▼
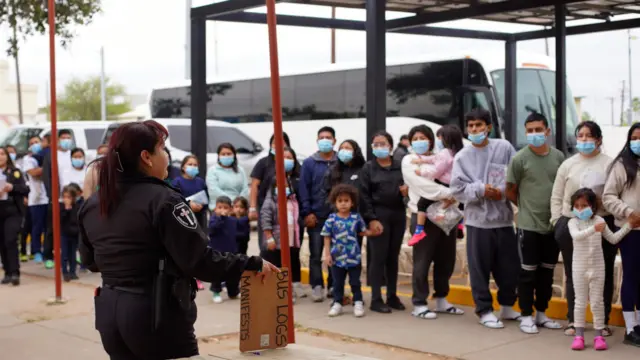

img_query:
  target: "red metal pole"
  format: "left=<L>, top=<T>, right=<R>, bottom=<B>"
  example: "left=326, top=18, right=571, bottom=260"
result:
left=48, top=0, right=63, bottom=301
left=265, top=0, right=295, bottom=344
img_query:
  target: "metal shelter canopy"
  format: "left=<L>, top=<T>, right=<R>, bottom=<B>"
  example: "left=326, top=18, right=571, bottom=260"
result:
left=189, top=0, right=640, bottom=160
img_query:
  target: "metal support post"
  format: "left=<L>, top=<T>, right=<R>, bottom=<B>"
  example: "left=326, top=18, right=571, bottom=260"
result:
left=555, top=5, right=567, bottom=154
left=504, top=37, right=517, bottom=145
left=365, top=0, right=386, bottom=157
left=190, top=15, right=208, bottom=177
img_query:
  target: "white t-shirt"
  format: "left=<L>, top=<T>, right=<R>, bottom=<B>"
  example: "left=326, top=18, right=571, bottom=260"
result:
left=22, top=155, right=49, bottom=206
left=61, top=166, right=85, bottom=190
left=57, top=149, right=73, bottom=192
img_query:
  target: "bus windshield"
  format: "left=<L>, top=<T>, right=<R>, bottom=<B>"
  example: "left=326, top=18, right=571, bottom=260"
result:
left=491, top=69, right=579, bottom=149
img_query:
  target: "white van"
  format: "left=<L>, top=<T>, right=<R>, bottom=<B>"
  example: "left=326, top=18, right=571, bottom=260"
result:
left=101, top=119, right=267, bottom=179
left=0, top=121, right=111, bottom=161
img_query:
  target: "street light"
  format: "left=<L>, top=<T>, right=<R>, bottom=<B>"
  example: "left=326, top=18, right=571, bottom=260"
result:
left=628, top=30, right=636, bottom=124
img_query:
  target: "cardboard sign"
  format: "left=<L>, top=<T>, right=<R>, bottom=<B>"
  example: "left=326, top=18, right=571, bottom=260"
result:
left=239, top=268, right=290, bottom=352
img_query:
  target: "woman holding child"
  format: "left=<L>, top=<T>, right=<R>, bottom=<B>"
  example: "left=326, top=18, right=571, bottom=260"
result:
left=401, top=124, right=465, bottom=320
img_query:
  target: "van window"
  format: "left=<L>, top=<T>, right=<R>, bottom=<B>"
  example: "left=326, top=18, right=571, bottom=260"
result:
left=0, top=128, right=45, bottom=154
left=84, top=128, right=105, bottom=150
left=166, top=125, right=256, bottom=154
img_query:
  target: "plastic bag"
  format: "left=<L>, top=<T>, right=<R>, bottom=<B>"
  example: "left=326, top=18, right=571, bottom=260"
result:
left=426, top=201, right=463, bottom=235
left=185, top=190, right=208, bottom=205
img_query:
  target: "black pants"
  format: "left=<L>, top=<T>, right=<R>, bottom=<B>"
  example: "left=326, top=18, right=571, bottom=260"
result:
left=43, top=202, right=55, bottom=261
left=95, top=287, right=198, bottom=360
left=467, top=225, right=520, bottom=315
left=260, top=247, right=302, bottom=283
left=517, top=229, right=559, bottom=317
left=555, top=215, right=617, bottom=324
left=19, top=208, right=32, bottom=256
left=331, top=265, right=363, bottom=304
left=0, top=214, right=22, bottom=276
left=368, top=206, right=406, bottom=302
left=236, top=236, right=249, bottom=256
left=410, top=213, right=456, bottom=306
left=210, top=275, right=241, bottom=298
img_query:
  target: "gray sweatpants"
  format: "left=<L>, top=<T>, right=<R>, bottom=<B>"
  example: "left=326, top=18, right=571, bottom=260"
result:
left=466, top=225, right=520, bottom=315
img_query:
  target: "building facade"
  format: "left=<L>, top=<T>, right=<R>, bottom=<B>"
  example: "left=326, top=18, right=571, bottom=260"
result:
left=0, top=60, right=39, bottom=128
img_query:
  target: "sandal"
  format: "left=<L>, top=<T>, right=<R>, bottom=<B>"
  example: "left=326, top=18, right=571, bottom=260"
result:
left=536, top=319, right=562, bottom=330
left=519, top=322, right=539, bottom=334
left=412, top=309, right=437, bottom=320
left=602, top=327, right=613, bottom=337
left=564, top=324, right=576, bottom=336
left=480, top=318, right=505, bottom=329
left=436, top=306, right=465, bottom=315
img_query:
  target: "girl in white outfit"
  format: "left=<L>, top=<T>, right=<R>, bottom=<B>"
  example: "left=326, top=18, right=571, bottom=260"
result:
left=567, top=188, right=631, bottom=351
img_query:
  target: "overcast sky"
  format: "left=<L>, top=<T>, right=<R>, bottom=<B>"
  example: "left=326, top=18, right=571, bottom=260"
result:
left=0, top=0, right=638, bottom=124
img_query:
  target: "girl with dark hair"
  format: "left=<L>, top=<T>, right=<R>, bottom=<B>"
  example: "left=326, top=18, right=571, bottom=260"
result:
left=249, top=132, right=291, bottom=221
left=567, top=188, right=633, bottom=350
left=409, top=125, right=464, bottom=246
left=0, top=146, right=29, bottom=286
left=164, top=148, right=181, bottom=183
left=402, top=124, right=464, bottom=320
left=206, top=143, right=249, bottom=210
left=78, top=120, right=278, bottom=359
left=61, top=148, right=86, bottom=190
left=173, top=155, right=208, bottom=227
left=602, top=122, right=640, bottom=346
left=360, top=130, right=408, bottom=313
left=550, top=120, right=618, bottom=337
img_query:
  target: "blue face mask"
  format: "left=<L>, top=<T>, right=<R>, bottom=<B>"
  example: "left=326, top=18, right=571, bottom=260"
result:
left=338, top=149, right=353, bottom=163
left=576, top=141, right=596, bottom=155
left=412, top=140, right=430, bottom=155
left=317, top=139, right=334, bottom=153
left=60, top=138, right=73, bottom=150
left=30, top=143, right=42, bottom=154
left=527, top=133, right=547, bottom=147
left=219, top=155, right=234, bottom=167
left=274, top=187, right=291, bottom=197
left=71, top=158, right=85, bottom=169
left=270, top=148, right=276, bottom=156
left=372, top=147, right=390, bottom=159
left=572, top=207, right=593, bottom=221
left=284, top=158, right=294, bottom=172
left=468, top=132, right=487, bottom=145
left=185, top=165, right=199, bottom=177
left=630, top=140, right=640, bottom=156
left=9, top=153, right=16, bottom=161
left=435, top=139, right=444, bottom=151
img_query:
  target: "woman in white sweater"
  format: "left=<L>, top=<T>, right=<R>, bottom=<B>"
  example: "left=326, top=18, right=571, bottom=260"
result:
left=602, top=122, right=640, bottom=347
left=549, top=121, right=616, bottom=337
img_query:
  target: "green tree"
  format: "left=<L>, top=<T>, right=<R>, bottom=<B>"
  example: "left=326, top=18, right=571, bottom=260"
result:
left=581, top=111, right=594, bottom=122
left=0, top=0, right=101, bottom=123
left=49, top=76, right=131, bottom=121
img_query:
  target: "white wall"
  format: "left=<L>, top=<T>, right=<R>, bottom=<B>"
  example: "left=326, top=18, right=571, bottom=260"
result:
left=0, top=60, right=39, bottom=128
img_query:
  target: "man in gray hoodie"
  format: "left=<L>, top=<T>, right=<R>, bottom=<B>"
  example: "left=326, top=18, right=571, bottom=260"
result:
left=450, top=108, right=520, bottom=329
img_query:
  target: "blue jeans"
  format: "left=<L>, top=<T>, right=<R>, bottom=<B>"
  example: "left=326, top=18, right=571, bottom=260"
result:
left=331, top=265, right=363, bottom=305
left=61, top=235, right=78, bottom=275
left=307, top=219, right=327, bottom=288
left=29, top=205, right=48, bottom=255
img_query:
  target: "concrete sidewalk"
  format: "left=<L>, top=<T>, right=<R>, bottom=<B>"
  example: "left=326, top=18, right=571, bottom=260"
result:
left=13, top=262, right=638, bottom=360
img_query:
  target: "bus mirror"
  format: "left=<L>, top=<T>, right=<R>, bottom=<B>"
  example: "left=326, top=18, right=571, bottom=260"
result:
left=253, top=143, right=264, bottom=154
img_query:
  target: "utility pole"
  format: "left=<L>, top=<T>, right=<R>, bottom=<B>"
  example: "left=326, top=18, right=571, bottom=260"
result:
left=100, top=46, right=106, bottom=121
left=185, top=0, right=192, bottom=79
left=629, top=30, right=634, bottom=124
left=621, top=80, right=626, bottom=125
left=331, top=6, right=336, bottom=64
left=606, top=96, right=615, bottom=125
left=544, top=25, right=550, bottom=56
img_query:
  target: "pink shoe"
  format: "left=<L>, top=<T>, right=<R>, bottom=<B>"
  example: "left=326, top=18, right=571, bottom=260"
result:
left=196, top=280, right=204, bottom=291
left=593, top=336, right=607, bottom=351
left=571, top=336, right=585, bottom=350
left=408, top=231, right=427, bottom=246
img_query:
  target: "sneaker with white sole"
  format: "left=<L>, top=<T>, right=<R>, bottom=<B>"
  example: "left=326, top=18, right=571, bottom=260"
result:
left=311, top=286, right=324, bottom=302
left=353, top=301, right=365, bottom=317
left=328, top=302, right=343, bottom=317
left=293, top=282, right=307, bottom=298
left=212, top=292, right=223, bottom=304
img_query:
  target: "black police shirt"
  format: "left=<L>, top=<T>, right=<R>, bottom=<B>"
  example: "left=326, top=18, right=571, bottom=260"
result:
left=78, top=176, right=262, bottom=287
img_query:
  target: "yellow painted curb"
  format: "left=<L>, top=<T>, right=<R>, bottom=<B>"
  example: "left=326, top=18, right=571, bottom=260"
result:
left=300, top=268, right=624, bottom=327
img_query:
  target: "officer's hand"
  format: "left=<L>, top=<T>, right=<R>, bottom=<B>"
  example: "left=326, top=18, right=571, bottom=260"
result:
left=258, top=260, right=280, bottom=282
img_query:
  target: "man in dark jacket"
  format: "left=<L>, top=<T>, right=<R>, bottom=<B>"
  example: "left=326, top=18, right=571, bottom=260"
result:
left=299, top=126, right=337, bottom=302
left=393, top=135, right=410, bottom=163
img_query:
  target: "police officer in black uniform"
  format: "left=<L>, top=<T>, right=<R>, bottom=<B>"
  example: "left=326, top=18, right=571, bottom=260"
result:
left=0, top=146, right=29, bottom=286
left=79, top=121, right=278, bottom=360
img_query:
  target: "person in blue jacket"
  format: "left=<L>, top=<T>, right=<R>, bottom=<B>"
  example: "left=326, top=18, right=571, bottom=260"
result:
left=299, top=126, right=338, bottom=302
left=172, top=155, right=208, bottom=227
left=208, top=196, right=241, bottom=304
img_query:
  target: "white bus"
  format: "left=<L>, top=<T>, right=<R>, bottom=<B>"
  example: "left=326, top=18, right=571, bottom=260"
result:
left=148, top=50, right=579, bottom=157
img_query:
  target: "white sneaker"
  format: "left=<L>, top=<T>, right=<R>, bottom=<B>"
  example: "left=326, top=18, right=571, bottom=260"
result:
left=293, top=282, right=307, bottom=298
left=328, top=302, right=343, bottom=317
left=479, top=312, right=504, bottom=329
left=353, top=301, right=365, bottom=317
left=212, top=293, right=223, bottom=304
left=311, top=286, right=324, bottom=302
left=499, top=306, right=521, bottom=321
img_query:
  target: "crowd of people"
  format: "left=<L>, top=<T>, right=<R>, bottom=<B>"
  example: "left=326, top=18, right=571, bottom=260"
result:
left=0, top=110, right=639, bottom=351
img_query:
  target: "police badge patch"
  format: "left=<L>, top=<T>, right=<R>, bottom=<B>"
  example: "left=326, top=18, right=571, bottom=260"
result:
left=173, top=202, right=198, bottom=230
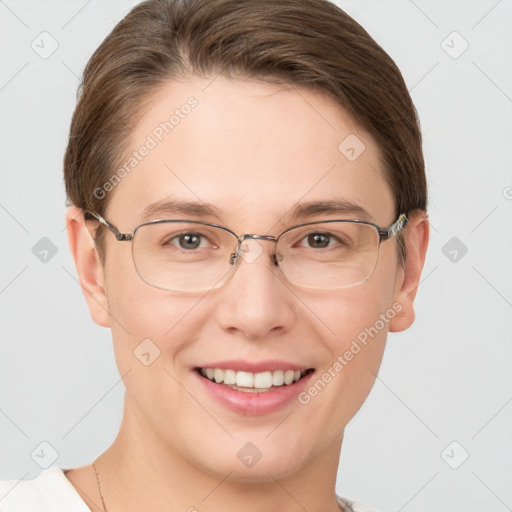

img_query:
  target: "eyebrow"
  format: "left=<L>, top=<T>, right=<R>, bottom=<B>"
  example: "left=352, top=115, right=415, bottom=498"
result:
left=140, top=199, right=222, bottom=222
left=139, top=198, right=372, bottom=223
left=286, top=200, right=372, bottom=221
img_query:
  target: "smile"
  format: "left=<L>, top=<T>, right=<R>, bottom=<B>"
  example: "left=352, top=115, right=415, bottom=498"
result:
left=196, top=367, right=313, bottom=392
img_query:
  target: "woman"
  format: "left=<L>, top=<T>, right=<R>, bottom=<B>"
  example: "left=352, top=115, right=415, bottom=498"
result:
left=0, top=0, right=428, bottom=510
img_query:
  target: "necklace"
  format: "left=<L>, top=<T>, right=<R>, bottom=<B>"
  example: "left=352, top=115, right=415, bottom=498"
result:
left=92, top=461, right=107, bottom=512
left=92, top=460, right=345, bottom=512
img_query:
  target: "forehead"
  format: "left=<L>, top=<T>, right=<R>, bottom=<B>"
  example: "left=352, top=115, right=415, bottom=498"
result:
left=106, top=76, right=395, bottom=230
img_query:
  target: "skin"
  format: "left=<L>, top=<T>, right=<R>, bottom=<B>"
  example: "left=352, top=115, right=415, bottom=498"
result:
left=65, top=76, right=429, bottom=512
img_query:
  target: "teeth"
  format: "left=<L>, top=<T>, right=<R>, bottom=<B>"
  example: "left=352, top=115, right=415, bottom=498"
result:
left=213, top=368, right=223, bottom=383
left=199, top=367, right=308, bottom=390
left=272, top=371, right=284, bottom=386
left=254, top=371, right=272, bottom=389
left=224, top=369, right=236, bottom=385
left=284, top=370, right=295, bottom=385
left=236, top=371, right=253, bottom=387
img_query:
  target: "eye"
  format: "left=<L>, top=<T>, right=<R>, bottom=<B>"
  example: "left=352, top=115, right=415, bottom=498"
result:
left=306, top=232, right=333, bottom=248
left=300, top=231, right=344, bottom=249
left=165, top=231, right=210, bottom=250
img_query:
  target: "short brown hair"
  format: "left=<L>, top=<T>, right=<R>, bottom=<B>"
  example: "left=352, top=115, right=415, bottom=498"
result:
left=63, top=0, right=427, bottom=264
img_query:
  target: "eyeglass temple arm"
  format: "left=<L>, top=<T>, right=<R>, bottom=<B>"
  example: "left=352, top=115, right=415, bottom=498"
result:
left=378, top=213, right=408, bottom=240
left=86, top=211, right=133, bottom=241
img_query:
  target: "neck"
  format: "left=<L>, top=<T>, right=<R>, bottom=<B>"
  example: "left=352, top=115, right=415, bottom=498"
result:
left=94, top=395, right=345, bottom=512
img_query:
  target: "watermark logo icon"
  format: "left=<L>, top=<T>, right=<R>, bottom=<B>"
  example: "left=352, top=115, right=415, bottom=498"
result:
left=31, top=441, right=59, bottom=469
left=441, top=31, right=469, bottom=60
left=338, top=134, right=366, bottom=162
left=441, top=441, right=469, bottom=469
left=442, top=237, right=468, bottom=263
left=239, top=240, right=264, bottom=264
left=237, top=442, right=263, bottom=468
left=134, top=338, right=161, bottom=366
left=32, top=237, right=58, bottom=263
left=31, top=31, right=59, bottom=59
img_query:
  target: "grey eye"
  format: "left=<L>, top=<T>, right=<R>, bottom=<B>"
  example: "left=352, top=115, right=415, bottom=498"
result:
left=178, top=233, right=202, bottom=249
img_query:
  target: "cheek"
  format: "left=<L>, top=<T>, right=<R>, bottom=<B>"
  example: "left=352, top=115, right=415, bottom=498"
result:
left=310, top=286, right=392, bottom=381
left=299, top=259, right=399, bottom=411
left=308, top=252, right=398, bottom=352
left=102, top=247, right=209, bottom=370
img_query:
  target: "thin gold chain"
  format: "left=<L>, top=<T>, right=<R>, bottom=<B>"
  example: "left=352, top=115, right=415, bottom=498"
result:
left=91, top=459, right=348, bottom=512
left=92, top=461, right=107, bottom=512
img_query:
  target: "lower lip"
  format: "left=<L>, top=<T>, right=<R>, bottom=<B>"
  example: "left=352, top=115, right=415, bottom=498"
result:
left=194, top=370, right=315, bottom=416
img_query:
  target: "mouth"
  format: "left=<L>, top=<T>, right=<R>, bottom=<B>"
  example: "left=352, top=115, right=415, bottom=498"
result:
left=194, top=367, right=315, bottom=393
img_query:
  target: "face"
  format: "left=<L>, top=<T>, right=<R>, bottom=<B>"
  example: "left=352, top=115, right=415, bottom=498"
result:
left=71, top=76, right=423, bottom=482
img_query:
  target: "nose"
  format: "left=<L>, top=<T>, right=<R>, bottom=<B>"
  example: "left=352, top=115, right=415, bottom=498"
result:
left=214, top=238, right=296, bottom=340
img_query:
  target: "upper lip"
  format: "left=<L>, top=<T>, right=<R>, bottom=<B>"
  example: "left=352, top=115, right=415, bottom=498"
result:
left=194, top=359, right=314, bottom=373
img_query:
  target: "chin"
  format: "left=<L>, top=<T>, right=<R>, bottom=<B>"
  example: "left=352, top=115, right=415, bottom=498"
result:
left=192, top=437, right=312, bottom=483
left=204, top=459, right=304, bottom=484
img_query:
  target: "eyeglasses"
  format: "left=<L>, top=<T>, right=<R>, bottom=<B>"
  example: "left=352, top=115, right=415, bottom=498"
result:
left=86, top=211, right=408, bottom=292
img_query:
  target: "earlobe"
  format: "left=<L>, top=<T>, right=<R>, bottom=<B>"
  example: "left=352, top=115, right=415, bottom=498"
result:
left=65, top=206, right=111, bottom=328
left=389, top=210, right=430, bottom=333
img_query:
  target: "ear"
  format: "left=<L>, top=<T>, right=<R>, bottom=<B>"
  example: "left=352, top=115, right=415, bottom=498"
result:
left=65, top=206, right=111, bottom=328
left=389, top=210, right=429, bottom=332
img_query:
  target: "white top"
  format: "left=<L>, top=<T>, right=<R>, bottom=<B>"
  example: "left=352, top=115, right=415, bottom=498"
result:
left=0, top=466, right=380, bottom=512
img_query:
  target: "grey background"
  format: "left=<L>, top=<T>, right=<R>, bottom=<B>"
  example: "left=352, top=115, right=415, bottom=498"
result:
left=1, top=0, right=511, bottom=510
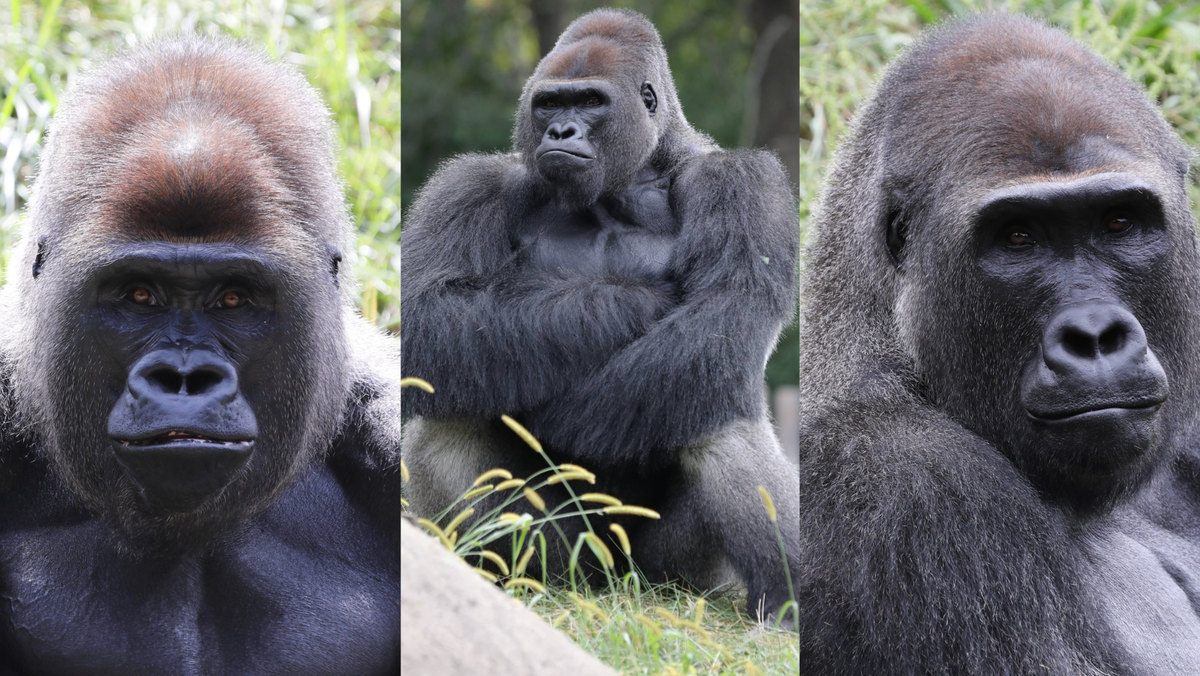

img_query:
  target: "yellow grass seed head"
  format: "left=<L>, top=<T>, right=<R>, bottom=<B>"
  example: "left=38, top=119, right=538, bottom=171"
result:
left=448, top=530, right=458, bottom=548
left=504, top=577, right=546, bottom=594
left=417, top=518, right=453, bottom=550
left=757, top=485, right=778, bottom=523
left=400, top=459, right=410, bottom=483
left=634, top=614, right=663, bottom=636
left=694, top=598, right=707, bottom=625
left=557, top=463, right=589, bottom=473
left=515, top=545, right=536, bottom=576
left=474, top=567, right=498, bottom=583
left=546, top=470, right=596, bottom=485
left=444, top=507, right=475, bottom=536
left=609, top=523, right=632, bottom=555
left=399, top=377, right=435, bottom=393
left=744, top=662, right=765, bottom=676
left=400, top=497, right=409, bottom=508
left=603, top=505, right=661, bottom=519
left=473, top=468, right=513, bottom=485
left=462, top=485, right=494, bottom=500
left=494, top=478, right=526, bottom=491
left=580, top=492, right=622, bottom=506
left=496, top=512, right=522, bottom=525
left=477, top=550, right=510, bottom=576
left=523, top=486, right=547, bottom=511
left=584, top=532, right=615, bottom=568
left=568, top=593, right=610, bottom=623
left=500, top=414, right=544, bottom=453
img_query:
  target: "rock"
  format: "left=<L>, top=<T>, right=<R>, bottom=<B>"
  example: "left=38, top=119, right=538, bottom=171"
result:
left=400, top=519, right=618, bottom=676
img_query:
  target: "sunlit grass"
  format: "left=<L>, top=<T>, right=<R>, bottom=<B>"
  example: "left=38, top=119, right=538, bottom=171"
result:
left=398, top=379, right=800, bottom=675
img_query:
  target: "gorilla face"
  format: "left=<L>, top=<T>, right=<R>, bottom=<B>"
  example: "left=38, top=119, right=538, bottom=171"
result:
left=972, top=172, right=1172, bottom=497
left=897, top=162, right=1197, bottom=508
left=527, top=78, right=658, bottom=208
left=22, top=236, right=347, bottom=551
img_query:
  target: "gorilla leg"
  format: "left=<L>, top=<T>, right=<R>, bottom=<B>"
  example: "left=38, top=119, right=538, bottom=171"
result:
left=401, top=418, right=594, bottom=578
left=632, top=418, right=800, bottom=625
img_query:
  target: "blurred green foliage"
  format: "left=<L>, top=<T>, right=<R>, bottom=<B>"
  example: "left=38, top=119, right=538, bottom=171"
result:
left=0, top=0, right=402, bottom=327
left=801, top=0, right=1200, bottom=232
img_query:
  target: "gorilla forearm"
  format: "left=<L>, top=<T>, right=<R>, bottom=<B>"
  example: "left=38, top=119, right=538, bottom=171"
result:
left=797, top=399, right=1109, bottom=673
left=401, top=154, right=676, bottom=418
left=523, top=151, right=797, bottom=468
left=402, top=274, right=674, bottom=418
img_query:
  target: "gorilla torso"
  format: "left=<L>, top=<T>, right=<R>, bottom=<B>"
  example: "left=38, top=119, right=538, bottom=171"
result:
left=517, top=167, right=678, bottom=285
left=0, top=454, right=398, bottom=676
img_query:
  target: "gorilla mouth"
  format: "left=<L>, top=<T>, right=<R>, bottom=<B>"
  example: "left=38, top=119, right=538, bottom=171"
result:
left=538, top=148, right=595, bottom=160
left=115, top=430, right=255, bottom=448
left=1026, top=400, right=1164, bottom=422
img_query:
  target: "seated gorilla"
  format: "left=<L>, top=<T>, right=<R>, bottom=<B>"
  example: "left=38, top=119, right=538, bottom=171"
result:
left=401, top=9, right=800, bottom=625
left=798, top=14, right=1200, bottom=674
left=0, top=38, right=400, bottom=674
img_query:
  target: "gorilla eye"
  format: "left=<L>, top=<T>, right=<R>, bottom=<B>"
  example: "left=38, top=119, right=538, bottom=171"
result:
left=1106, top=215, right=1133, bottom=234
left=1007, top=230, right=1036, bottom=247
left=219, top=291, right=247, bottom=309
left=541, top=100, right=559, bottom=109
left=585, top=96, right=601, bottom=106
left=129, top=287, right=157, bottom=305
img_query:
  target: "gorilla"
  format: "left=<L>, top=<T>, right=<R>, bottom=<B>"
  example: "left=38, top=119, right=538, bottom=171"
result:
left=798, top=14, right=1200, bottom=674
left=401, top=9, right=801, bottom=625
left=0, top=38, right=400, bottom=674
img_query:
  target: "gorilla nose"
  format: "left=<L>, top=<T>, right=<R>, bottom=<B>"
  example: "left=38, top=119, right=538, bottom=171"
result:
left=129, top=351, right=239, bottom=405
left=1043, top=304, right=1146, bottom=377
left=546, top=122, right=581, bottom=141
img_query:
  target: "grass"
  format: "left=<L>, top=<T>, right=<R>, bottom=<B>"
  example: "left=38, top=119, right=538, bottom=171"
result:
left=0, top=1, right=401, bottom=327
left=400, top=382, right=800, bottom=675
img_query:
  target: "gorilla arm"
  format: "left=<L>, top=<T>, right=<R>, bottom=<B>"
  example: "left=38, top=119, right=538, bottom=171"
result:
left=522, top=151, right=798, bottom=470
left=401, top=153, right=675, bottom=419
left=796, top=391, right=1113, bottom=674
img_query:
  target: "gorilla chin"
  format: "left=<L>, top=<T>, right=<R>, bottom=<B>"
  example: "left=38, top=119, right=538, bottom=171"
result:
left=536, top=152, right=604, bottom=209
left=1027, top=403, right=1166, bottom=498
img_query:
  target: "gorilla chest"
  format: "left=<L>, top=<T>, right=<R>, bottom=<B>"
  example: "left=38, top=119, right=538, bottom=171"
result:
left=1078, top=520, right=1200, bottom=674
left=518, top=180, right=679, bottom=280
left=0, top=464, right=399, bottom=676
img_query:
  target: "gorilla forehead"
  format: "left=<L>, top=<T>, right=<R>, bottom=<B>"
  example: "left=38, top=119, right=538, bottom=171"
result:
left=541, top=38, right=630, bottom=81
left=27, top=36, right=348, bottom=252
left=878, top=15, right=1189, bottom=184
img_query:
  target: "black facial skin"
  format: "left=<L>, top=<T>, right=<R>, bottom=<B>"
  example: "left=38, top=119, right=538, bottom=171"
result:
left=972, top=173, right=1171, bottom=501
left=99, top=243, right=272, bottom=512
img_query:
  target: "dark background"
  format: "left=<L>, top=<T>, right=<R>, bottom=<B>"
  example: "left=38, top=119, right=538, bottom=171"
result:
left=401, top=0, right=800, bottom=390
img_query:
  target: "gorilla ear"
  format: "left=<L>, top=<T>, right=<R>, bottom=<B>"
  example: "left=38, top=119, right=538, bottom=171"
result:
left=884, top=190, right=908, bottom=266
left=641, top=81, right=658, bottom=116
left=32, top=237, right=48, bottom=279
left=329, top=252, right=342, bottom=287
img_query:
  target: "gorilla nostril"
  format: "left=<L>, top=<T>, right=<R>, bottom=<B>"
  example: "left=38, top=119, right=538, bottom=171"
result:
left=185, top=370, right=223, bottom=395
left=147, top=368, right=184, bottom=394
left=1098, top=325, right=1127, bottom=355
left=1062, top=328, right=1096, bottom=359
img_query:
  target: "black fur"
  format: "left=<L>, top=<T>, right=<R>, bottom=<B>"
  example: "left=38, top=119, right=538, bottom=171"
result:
▲
TASK DETAILS: Go through the records above and return each line in which the word "blue" occurs.

RESPONSE TO THIS TASK:
  target: "blue face mask"
  target: "blue jeans"
  target: "person in blue jacket"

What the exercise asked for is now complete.